• _SUPPLIED ENTRIES_
══════════
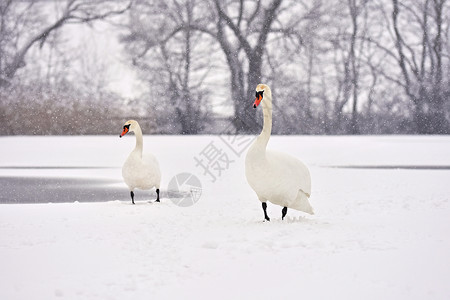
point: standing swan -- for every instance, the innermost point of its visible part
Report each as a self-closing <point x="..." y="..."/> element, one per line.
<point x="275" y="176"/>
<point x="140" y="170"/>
══════════
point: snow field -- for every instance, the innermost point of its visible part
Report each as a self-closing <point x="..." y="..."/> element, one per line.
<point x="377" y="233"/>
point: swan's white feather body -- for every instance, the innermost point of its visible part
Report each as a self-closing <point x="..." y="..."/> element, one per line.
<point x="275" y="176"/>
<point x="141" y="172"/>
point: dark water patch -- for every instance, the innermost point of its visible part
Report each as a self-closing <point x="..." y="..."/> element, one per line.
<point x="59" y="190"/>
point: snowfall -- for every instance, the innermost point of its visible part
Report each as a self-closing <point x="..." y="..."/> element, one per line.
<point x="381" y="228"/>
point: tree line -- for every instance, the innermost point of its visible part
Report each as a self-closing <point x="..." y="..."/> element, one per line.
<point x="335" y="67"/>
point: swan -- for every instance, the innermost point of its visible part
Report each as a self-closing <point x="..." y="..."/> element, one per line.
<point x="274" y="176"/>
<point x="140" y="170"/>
══════════
• _EXERCISE_
Please copy the lines in the records above between the one holding "point: snowfall -- for" and the one holding "point: swan -- for", inclusive, exactly and with no other line.

• _RESPONSE TO THIS TASK_
point: snowfall -- for every instance, the innermost point of its visible part
Report each as a self-closing <point x="..." y="..."/> element, one per line.
<point x="381" y="228"/>
point: tree line -- for every instance, the innermost point of its visible part
Report each as a self-closing <point x="..." y="..."/> element, one per line.
<point x="335" y="67"/>
point: swan -- for every instance, the innermost point of its visible part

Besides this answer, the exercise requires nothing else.